§ Source extract:
= Beginning of Section =

The unions that suspended a Dublin Fire Brigade strike warned they will not tolerate the emergency medical system being undermined by transfers or mergers.
Siptu and Impact vowed to defend Dublin's ambulance call and dispatch service as the city council was accused by former Environment Minister Alan Kelly of having "an agenda" over the centre.
The Tipperary TD claimed the merger of the two call centres was "unwarranted" and could jeopardise lives.
He also said he believed the changes were being driven by an internal council agenda.
"I did not believe in early 2016 the economies the city management said existed," he said. "This is an agenda of the Dublin city management. It is wrong and it needs to be stopped. The economies claimed do not exist."
Siptu and Impact are con- vinced that investment in suitable technology will allow for seamless working between the Dublin Fire Brigade call centre and the National Ambulance Service (NAS) complex.
The centres are located only 12km apart.
The unions agreed to suspend planned stoppages for March 18 and 27 after Lord Mayor Brendan Carr intervened in the dispute.
The 24-hour work stoppages were planned in protest at what the unions said were unwarranted changes to the Dublin Fire Brigade call centre. Brigade officials had feared the Dublin centre would lose all ambulance functions to the NAS facility.
Under the talks deal, no industrial action will be mounted by unions and Dublin City Council has agreed not to proceed with proposed changes to the Dublin Fire Brigade emergency medical service system.
The brigade centre, at Tara Street in the city centre, covers around 90pc of the Dublin area and has a staff of 45 people.
Unions insisted it was one of the most efficient services of its kind.
However, the NAS centre, in Tallaght, covers the rest of Dublin city and the extensive county area.
Union members claimed it was a blatant attempt to break-up the long-standing Dublin Fire Brigade emergency medical service.
Now, both sides will stage conciliation talks under the chairmanship of Kieran Mulvey.
Siptu official Brendan O'Brien said members wanted the capital to continue to have an outstanding emergency medical response service.
"This dispute results from our members' total commitment to providing the best emergency services possible to the residents of Dublin," he said.
Mr O'Brien thanked the public for its support.
Mr Carr said he was "hopeful" that a compromise solution could be hammered out.

= End of Section =

§ Activity 1: List every person the article on the Dublin Fire Brigade dispute names.
§ Activity 2: According to the article on the Dublin Fire Brigade dispute, how many people staff the brigade centre at Tara Street?

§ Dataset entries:
= Beginning of Section =

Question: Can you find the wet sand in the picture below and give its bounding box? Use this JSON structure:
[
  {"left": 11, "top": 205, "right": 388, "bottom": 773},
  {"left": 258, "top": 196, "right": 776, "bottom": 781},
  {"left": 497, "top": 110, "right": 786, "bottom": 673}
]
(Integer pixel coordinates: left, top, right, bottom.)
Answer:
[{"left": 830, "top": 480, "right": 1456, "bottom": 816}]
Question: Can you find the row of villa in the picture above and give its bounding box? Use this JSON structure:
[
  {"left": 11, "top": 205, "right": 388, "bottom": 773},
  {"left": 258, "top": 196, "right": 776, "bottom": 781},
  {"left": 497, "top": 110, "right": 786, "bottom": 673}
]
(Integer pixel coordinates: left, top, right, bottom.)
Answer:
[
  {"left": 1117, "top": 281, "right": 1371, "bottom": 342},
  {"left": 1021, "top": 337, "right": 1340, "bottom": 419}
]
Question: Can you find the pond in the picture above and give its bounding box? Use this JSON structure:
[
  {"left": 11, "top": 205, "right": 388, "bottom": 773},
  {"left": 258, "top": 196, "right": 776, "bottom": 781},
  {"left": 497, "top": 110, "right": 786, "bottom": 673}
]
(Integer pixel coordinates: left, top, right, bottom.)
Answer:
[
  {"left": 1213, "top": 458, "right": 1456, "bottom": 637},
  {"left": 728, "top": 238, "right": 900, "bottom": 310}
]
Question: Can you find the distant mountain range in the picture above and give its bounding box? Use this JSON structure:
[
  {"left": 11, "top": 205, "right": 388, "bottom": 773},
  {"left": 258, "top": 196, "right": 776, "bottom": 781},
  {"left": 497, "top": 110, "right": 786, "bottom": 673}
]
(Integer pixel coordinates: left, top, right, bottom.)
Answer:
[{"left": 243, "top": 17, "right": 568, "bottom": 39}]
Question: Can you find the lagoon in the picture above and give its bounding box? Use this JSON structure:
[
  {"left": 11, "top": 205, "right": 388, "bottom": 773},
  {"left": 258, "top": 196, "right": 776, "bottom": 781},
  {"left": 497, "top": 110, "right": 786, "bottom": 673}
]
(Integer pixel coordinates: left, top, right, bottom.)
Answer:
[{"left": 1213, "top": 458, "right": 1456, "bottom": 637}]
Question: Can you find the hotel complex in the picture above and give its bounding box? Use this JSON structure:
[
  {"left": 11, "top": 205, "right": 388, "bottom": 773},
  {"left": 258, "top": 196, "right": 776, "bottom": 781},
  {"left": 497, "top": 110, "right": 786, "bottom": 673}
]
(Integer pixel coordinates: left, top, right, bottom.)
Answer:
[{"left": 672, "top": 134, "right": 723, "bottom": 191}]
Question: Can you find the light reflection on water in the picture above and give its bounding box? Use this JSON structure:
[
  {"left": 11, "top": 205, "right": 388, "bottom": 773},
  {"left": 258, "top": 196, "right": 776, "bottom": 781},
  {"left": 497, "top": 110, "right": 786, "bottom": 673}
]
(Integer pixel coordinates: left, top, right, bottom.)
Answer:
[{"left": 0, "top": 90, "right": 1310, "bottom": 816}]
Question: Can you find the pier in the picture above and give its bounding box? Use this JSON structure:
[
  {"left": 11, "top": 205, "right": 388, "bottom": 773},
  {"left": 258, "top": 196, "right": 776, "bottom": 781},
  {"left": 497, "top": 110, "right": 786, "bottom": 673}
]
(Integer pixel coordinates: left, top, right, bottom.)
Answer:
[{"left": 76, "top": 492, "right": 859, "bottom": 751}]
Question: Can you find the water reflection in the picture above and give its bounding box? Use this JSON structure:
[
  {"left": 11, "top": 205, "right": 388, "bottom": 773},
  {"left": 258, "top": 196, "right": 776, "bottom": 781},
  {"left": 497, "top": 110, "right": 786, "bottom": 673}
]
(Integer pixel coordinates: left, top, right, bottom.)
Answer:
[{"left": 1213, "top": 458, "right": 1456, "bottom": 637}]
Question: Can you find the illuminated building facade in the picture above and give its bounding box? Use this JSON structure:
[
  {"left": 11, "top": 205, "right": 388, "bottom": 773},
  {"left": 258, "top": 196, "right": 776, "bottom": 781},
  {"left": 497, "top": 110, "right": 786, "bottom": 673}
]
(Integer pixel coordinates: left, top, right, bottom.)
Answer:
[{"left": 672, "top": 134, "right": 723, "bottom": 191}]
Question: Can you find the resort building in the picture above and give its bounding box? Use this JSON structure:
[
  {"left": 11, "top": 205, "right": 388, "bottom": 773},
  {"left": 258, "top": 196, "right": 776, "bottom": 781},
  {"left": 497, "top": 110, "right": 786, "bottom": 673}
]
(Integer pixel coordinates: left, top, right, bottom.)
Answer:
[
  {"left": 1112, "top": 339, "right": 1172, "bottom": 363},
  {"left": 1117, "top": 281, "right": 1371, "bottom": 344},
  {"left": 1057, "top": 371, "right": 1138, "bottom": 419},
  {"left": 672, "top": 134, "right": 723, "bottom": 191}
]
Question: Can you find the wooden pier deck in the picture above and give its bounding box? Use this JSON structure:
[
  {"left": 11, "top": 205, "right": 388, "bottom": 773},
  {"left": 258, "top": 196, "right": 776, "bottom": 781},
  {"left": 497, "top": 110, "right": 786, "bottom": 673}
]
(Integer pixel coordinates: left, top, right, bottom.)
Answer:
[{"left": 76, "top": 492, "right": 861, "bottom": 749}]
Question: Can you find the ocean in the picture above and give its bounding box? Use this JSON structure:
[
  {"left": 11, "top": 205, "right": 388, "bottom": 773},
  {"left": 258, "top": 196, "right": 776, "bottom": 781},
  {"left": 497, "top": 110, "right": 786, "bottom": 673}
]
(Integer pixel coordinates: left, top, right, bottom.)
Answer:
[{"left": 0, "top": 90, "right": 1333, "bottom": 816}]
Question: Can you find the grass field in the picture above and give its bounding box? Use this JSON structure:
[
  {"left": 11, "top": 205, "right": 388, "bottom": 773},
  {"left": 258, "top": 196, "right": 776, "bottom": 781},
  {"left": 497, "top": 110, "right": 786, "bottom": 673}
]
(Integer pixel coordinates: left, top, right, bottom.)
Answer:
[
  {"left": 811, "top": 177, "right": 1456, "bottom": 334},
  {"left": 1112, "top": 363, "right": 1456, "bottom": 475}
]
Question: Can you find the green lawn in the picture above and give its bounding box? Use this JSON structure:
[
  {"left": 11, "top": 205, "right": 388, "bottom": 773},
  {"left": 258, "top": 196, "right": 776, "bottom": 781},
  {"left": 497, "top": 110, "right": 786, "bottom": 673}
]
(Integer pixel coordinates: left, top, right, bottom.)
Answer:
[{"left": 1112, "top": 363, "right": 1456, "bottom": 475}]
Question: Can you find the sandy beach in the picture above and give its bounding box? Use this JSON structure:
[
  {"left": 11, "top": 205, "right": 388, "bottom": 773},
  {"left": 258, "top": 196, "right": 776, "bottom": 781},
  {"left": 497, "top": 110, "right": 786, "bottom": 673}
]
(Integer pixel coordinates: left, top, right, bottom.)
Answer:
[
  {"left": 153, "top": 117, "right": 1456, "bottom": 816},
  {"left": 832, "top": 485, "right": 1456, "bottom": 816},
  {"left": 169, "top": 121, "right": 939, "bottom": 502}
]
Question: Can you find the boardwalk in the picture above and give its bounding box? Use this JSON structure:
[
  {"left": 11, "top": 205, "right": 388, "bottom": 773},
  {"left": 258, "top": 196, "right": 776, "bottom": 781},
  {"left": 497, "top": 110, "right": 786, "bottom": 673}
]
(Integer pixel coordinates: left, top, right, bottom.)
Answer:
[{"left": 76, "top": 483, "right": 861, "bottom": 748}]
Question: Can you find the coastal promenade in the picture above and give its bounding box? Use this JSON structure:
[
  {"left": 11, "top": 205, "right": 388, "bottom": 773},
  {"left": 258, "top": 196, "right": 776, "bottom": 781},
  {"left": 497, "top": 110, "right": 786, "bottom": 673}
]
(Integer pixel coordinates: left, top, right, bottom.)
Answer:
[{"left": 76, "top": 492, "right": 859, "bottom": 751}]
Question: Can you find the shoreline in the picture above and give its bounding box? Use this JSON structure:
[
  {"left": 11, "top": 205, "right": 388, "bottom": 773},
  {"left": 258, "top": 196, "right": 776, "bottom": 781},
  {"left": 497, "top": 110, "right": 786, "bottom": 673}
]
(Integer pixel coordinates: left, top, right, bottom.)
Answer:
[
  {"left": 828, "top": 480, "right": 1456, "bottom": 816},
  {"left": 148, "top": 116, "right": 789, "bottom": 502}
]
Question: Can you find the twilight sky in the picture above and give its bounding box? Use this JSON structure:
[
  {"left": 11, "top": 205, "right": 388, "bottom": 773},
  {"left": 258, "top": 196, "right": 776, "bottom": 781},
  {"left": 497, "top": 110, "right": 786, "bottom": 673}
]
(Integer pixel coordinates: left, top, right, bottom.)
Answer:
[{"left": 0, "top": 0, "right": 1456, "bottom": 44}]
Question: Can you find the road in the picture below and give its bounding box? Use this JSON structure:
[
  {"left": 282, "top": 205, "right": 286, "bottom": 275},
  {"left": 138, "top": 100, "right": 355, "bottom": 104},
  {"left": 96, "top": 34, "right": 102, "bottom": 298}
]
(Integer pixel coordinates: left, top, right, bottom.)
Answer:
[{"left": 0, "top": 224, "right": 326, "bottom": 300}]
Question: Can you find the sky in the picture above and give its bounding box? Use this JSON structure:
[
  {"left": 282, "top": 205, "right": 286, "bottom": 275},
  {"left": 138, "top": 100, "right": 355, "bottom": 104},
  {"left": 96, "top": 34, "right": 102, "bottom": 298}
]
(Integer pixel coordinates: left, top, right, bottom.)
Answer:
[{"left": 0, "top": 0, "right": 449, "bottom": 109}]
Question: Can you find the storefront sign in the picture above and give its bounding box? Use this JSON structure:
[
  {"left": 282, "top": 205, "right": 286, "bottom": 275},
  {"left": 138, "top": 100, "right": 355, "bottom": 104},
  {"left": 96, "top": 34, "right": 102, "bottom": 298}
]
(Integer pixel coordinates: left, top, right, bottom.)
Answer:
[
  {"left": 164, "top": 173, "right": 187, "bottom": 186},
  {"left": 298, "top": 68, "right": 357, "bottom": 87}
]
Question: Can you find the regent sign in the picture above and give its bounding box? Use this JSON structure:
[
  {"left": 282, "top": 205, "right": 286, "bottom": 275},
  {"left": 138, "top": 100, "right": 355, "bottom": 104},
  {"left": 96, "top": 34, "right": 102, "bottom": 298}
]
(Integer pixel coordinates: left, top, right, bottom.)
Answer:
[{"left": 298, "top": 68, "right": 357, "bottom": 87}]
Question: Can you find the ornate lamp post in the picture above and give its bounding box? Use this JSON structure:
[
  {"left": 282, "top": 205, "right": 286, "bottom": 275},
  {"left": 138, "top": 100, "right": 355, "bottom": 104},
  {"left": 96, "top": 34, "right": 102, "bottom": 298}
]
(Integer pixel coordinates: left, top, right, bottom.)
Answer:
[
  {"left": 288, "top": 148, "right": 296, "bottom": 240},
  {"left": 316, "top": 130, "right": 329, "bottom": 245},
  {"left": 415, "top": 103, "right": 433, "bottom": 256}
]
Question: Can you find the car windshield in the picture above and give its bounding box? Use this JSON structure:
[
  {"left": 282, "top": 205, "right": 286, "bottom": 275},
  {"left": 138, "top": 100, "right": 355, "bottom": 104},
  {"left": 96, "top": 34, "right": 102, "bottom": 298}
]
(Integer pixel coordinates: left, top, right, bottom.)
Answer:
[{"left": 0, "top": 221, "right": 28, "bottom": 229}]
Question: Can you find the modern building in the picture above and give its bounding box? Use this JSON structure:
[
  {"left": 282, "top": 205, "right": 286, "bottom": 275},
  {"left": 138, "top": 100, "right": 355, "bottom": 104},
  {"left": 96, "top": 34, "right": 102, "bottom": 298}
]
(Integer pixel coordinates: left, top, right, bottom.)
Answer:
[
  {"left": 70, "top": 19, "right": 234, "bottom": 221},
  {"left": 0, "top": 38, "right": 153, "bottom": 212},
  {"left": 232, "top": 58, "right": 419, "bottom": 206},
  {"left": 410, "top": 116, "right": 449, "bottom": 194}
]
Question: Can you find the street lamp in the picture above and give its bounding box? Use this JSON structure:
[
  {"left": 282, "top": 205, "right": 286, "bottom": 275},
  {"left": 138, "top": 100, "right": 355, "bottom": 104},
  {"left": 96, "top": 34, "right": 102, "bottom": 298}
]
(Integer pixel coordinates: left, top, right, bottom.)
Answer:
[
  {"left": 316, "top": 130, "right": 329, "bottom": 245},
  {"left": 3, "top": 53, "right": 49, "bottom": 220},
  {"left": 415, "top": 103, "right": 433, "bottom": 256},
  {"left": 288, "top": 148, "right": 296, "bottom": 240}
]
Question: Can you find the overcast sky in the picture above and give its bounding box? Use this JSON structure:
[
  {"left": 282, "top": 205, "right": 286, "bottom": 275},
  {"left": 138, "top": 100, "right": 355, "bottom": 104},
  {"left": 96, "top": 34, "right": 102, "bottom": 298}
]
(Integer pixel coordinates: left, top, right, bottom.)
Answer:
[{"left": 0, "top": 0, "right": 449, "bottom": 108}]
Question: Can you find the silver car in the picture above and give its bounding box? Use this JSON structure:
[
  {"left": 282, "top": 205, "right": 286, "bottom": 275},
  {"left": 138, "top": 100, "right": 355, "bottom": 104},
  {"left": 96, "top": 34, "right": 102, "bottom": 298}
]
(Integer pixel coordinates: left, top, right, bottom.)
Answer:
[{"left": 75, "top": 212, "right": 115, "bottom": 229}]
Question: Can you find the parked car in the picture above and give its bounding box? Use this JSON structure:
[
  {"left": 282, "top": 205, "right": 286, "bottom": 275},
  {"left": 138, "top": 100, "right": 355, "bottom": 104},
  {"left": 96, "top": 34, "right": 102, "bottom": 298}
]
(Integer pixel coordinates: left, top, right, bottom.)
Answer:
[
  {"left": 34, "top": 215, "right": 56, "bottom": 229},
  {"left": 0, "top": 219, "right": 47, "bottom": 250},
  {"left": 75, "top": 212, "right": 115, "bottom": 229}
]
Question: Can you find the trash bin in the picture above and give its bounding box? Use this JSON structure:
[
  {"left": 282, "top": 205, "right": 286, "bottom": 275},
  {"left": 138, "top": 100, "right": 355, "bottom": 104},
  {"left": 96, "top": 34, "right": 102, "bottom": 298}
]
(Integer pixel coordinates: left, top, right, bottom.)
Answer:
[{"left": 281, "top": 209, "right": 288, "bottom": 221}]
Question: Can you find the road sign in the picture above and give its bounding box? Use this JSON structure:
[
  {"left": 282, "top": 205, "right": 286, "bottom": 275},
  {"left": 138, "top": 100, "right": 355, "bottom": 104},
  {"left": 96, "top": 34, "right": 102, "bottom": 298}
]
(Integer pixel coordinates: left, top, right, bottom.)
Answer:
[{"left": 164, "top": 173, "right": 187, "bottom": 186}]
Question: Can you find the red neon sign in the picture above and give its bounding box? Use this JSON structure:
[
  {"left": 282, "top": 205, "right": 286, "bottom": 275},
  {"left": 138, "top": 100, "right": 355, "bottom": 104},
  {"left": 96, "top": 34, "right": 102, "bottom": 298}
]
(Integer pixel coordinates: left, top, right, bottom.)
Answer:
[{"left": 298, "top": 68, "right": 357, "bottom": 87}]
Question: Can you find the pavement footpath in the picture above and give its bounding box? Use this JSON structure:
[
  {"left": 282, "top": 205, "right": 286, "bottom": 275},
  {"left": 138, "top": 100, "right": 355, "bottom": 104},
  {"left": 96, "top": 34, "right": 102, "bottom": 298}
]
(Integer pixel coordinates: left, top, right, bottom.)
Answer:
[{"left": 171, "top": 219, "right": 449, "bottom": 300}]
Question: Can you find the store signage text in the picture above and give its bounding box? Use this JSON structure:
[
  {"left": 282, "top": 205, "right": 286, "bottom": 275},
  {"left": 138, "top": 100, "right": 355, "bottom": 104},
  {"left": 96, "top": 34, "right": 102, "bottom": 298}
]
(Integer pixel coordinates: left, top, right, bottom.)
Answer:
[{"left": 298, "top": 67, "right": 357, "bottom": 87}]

= End of Section =

§ Exercise result 1: Alan Kelly, Brendan Carr, Kieran Mulvey, Brendan O'Brien

§ Exercise result 2: 45 people